(Stored entries)

════

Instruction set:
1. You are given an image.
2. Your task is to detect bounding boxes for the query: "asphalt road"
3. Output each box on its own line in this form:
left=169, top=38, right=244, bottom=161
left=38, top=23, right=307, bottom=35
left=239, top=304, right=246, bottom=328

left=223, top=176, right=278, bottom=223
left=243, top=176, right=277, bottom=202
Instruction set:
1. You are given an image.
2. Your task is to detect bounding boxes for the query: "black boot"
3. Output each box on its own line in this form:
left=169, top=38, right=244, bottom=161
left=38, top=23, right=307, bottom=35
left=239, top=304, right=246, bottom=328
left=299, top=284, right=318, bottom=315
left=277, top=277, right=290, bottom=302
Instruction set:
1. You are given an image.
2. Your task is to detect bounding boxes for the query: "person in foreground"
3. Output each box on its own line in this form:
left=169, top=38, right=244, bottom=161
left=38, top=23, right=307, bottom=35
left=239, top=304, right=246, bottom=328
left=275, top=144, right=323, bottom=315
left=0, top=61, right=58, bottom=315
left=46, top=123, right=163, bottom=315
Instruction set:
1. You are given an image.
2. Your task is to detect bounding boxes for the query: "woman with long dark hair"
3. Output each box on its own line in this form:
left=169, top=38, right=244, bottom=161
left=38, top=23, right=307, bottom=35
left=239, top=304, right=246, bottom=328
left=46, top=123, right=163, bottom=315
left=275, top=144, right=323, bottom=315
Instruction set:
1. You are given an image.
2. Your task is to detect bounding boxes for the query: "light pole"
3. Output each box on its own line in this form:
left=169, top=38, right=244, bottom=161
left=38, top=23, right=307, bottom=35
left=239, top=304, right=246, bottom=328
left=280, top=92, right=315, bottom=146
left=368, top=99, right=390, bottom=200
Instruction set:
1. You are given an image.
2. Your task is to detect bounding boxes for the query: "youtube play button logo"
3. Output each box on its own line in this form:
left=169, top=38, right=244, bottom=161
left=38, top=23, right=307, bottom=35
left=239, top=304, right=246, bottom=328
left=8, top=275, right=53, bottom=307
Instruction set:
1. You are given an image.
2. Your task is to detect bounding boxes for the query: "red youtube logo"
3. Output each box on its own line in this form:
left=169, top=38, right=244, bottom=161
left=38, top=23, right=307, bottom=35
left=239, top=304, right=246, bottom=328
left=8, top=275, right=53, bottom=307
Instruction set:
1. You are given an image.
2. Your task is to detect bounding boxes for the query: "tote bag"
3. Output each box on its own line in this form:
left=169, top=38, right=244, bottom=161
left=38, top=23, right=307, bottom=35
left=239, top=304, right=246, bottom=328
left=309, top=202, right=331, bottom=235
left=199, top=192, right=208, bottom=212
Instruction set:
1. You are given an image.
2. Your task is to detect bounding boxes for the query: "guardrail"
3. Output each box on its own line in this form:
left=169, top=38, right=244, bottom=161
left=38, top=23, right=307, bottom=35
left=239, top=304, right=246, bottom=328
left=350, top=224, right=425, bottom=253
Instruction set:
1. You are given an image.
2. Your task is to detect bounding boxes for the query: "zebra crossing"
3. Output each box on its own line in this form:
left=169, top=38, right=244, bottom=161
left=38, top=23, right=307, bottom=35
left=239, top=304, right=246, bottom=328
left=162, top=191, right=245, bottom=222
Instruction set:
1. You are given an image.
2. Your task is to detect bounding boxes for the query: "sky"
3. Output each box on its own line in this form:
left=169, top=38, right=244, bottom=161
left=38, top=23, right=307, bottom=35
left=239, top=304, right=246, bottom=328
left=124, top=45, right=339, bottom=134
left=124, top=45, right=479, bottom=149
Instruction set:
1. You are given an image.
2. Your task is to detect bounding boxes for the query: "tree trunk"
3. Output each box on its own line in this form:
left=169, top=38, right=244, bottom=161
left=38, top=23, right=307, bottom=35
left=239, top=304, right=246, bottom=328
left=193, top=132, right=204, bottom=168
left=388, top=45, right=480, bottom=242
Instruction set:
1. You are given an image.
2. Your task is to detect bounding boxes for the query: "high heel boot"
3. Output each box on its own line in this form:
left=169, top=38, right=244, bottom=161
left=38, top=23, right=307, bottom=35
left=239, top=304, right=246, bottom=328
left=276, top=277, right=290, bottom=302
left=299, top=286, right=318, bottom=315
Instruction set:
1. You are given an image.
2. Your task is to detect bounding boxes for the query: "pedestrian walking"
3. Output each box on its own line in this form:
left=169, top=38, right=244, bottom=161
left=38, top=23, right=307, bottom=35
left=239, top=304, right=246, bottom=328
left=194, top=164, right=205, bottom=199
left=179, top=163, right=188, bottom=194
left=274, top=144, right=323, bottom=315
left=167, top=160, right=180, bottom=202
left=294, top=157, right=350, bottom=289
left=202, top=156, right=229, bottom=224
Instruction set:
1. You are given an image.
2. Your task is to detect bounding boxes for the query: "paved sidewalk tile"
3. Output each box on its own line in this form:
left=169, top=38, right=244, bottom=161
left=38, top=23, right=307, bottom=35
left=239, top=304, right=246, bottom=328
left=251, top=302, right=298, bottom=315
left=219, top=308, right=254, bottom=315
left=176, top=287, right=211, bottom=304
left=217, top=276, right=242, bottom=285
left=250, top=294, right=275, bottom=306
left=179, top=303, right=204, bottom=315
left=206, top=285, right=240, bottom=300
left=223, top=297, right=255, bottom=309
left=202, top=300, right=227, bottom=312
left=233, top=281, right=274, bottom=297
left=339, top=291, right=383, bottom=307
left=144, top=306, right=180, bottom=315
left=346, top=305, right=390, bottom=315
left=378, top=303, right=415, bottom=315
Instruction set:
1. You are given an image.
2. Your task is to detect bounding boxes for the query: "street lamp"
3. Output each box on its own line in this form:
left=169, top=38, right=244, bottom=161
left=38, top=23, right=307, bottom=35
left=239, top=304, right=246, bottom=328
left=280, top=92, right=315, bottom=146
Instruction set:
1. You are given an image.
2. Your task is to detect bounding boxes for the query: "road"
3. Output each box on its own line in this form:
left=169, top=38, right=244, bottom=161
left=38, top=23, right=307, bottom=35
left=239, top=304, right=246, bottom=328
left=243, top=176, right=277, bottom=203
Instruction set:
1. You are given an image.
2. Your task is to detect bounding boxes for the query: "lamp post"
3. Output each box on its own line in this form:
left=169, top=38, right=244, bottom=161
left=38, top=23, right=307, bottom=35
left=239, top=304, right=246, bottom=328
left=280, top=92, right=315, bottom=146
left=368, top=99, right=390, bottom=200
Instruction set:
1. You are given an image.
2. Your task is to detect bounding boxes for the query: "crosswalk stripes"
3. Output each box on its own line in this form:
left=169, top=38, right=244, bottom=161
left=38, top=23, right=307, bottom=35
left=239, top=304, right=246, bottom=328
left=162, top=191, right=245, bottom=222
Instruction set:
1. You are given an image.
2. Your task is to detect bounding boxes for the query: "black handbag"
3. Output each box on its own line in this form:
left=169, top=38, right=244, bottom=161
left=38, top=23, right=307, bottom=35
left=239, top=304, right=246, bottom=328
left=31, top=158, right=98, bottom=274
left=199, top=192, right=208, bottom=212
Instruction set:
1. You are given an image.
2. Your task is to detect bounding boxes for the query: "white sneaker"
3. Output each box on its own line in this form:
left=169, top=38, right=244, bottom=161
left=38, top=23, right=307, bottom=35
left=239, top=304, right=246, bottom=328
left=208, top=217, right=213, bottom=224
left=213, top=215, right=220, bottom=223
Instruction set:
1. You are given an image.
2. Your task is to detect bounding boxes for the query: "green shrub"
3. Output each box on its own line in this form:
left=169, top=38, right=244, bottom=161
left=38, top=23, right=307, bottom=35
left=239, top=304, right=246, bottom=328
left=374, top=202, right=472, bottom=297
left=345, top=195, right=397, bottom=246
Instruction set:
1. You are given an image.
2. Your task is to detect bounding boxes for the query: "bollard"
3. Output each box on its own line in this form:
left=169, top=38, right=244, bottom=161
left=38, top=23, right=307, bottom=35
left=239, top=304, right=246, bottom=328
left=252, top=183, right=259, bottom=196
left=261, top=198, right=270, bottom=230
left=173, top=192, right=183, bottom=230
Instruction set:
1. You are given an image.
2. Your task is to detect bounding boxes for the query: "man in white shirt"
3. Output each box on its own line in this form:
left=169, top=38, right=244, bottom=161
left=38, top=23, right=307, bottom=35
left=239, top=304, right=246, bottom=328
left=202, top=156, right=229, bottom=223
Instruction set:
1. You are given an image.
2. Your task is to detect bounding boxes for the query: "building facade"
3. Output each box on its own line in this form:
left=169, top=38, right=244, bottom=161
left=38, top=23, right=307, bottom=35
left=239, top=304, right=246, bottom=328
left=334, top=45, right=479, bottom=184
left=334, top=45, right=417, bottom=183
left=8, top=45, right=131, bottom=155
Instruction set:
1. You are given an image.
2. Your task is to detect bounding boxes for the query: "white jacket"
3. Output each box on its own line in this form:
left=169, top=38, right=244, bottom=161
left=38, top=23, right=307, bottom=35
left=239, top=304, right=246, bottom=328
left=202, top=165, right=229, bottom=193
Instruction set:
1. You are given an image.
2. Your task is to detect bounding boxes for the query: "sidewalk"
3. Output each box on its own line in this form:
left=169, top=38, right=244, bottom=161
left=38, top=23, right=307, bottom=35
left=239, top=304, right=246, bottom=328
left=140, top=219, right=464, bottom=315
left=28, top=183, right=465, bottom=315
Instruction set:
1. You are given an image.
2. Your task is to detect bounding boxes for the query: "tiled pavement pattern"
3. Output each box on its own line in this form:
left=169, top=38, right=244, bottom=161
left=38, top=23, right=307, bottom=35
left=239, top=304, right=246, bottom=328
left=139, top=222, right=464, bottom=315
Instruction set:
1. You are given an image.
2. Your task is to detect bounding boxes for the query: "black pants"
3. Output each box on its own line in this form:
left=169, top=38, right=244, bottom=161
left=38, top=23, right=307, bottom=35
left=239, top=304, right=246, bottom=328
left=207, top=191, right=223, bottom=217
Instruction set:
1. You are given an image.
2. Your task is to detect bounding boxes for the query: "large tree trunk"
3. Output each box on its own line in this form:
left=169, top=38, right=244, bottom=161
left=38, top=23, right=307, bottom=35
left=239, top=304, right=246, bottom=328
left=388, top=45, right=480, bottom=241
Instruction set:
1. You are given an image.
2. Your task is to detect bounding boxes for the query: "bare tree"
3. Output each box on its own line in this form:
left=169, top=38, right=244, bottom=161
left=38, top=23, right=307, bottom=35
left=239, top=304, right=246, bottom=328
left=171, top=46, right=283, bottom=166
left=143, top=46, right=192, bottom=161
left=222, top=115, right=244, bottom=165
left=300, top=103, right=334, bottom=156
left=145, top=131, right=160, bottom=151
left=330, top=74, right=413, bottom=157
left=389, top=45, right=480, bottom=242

════

What is required: Whenever the word "logo" shows up in a line of the entries above, copy that line.

Solution to the exercise:
2. Your task is to detect bounding boxes for the query: "youtube play button logo"
2. Your task is to detect bounding boxes for the query: "red youtube logo"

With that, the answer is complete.